Text section.
((
Team president Frank Coonelly said that the Pirates offered Sano $2.6MM, however he ended up taking $3.15MM from the Twins. MLB.com's Jenifer Langosch provided more quotes from the Q&A sessions here (Friday's session) and here (Saturday's session). - Pittsburgh Penguin co-owners Mario Lemieux and Ron Burkle made a "very serious" offer to buy the Pirates in a face-to-face meeting with owner Bob Nutting about four months ago, however they did not receive a response. Nutting, who has owned the Pirates for just over three years, has firmly stated that the team is not for sale.
- In an Insider only piece at ESPN.com, Matt Meyers explains how the team's hoarding of prospects through trades and the draft will lead to a brighter future for Pirates fans.
arock1234
poor pirates……..
Maury Brown 2
“Nutting, who has owned the Pirates for just over three years, has firmly stated that the team is not for sale.”
And the hostage crisis continues…
venn177
At least they have some good players, now. For the first time in a long while, they actually have what could be considered a “core.”
eedwards027
Yea because the pirates are so poor. Because no team has spent more on the draft the last two years the the pirates. The pirates didn’t just build a $5 mil baseball academy in the DR. The pirates haven’t added scout’s to places like DR, PR, Venezuela, the Pacific Rim, etc. I am so sick of all you ignorant people who criticize the pirates and have no clue about what they are talking about. Okay, they didn’t sign Sano, and that’s regrettable. How many teams get outbid when the are going after a player? It happens once to the Bucs and the world falls apart. Fact is the pirates are going in the right direction.
ArodSucksAtLife
“Because no team has spent more on the draft the last two years the the pirates.”
Source for that?
Thought the Red Sox and Royals have spent the most.
Taskmaster75
They are going in the right direction because of NEIL HUNTINGTON, not Nutting, who is holds back money that goes to the team.
If they had an owner that would be willing to spend, that team could be much better.
))
Data extract.
((
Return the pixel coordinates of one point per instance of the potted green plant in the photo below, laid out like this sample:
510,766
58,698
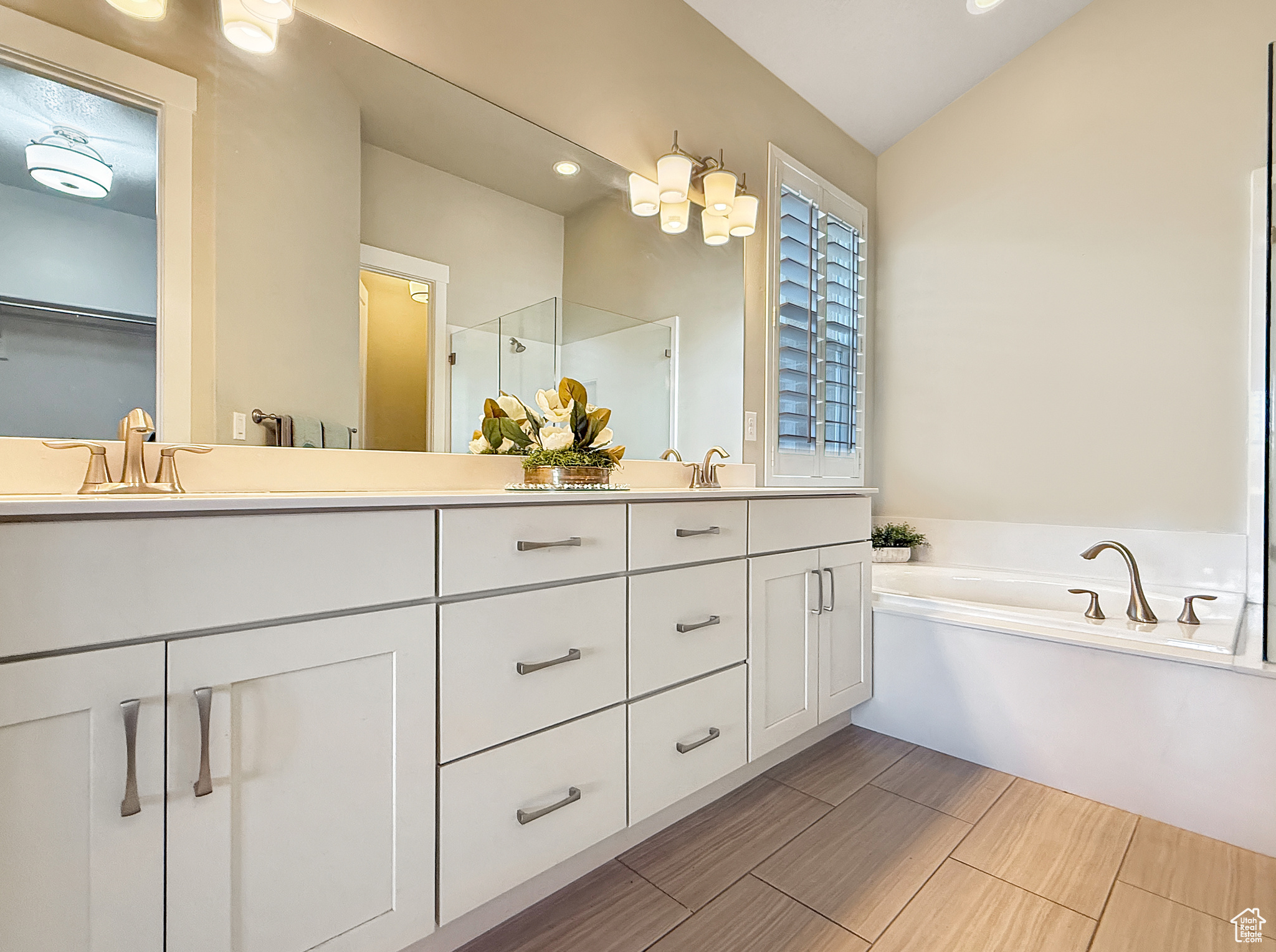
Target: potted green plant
))
Exercise tasks.
a) In the Pirates text, how much money did the Pirates offer Sano?
b) Write out everything in the Pirates text from "Source for that?" down to "be much better.".
c) Go on with the Pirates text from the point where it stops.
You won't need the lines for any of this.

Task-by-task answers.
a) $2.6MM

b)
Source for that?
Thought the Red Sox and Royals have spent the most.
Taskmaster75
They are going in the right direction because of NEIL HUNTINGTON, not Nutting, who is holds back money that goes to the team.
If they had an owner that would be willing to spend, that team could be much better.

c)
jholt78
The general fan who pays good money to go to baseball games doesn’t care about how much money they spend on players they’ve paying not to see; they want players they’ve heard of, players they can root for, players that put them on Baseball Tonight. Yeah, especially for mid-market and smaller market teams, you have to build for the future, especially when your past is as bad as the Pirates has been. But when you’re owner is continually banking all of that free revenue sharing money (getting $85 million, spending on MLB payroll about $35 million), on so many levels, that’s wrong, even if you’re investing a chunk of that in your development system(s). If what you’re selling is the future, lower the price on the present for Christ’s sake. You’re putting an inferior product on the field, and making bank before the season even starts, yet you’re still charging fans through the nose to watch the 19th, and 20th consecutive sub-.500 team(s). To me that’s not right, and I’m not even a Pirates fan, but a fan of baseball. I love PNC more than any other park I’ve been to, but I’d rather pay a AAA price to watch AAA baseball.
On a side note, sign a Johnny Damon, or some name that you can trade at mid-season to a contender for more prospects, and at least give the fans a productive name or two to root for, who can help teach the team how to win. That’s a novel idea: sign winners. Instead of the scrap heap of Major League Baseball.
james
you mean like iwamura, who was just in the world series with the rays? they just traded for him. or what about octavio dotel or brendan donnelly who have each pitched in the playoffs three times? heck, even bobby crosby’s been there once.
but hey, let’s overpay for a guy who can no longer cover left field and never had the arm for right so that we can have a guy that once played for the yankees on our team.
james
ooh maybe he can regal us with tales of his winning exploits like jim tracy did when he told us about the 2004 dodgers. clearly winning is contagious when you just import it to pittsburgh, rather than sticking to a cohesive plan.
bigpat
The joke will be over soon enough, the major league team will start to see some improvements this year, then with all the prospects coming in I expect them to compete for the next few years. The rest of the division is getting older and has no roster flexibility, if even half of these prospects pan out, they will be a damn good team.
Hopefully we will be watching McCutchen and Jones dominate for years.
start_wearing_purple
I’m curious to hear from Pirates fans: Huntington, good GM or thank god he’s not Dave Littlefield?
John Sparrow
so far, its pretty easily good GM. There haven’t been any blunders, and the team is better at every level.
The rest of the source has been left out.